→ **What is being asked**
Nothing but the lines from the one containing "backpack, shaped like this sample" through the end of the entries should be set down, each exactly as written.
■ ■ ■ ■
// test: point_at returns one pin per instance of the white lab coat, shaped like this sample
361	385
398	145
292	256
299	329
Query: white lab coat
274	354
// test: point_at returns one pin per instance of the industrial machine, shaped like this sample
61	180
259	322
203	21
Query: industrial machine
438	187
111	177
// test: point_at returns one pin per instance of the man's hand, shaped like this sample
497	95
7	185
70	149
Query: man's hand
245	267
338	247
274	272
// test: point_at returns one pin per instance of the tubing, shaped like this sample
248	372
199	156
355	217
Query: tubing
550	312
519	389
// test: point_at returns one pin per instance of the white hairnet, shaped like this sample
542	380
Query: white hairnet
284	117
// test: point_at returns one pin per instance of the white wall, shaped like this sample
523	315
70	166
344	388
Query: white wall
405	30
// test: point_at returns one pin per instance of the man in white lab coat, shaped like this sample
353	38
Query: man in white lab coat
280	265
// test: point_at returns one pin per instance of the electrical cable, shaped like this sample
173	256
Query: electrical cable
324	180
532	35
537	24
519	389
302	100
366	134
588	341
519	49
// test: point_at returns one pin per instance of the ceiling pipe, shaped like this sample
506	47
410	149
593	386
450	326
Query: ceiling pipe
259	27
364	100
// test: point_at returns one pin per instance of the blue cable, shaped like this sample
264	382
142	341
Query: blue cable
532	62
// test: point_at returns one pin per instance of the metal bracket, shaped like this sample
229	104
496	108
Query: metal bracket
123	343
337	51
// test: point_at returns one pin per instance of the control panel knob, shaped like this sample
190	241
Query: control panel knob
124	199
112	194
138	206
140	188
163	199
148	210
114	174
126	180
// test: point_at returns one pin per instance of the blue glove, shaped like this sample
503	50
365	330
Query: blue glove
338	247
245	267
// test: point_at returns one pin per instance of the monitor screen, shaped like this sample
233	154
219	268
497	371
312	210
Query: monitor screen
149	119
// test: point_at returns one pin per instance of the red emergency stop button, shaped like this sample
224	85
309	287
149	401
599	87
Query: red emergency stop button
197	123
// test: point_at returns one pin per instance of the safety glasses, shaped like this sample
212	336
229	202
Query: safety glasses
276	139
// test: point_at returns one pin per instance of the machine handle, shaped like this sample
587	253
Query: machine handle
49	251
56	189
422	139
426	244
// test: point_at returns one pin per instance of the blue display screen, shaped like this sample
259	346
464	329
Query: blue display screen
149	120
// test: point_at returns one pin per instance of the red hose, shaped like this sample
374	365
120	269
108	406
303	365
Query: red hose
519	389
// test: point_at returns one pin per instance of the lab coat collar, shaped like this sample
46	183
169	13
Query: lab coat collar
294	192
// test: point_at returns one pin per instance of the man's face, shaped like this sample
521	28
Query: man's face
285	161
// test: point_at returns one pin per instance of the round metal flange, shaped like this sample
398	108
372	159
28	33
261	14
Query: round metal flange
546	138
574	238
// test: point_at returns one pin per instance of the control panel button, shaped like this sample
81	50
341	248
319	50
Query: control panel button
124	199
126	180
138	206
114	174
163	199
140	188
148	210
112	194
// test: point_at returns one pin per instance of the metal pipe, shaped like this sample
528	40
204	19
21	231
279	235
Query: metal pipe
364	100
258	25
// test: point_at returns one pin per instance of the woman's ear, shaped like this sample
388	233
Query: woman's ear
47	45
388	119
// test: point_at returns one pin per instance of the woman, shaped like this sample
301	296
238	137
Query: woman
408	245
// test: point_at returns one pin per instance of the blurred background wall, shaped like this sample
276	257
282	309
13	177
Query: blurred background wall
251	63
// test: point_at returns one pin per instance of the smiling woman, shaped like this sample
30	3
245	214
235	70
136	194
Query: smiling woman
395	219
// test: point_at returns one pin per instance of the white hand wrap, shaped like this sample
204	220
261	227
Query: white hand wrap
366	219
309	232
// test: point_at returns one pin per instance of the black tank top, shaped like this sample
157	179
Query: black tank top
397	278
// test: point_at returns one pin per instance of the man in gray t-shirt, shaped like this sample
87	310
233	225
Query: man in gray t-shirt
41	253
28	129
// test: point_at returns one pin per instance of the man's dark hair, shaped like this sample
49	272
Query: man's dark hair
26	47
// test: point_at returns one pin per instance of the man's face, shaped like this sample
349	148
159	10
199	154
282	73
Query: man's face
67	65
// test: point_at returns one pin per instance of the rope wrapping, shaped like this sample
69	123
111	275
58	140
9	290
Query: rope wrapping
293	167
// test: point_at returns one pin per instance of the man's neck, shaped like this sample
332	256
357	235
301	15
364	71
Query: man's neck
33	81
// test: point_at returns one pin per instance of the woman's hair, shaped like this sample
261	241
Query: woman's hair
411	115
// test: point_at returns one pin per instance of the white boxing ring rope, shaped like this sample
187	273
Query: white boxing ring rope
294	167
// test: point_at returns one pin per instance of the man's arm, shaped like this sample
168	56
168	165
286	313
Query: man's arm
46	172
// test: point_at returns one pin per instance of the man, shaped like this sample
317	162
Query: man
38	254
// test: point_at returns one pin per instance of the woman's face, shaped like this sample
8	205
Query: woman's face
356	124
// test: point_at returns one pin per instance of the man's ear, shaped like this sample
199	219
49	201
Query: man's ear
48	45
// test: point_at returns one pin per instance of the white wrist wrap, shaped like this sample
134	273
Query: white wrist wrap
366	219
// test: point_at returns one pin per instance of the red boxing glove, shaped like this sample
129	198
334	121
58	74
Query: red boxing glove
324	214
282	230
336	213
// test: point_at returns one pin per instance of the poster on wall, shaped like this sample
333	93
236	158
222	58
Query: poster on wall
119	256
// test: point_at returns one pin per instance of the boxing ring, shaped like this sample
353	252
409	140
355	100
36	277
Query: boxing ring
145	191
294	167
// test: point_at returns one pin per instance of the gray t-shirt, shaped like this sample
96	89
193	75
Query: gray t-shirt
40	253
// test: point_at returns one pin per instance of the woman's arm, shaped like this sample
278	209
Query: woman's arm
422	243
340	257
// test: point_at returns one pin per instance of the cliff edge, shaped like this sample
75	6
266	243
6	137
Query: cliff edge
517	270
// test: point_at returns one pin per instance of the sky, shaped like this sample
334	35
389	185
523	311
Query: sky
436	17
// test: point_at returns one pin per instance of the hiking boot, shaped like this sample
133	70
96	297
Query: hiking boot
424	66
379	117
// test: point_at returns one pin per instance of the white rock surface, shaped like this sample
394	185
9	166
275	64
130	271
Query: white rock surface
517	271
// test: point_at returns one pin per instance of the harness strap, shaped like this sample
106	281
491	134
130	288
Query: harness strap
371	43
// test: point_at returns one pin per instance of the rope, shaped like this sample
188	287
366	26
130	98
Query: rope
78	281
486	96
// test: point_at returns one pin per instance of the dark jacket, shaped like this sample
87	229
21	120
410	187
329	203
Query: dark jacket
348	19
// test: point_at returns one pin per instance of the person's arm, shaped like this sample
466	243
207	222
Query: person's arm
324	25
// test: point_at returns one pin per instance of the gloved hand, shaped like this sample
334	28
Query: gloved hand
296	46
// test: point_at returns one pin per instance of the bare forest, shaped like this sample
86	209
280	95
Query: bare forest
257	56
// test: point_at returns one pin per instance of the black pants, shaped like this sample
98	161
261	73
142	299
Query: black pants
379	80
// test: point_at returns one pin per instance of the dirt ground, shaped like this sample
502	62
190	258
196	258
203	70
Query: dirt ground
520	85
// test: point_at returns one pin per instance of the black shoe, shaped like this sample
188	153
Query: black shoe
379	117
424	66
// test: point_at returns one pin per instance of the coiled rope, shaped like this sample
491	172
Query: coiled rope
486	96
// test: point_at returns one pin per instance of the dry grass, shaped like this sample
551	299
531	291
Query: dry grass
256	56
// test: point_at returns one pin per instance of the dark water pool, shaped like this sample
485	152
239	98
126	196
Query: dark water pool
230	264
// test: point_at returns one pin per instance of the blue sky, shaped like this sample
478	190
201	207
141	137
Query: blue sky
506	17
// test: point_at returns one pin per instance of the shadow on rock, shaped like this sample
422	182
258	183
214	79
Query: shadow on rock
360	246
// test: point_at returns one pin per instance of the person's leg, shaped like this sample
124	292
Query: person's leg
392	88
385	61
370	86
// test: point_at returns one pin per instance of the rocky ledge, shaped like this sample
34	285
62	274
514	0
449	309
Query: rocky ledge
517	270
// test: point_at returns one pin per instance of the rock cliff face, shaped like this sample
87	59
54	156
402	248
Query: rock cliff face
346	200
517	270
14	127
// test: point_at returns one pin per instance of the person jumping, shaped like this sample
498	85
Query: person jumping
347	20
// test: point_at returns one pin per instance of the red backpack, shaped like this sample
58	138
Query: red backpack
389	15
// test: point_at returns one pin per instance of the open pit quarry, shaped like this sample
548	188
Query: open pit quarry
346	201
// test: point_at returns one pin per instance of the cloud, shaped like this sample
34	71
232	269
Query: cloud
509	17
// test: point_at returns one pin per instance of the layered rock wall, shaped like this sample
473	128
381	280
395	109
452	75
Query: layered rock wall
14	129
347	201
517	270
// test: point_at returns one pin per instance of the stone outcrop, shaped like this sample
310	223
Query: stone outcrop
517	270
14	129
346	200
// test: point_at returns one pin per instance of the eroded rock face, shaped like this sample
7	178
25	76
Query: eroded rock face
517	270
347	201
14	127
■ ■ ■ ■
→ **Expected output**
// test: point_at returns one pin per instance of the red backpack, shaped like this sample
58	138
Query: red backpack
389	15
// test: point_at returns one pin per instance of the open pit quarry, shaped like this sample
548	188
Query: open pit quarry
346	201
// test: point_at returns one pin per instance of the cloud, shaped like this sample
34	71
232	269
Query: cloud
509	17
// test: point_at returns one pin per instance of the layered rock wall, shaped like this sample
473	128
381	280
395	109
452	75
Query: layered rock wall
14	129
347	201
517	270
// test: point_at returns one pin per instance of the stone outcrop, shaped like this sample
310	223
Query: stone outcrop
517	270
14	129
346	200
// test: point_at returns one pin per instance of the eroded rock face, shaped like this sample
7	178
25	76
Query: eroded rock face
517	270
347	201
14	127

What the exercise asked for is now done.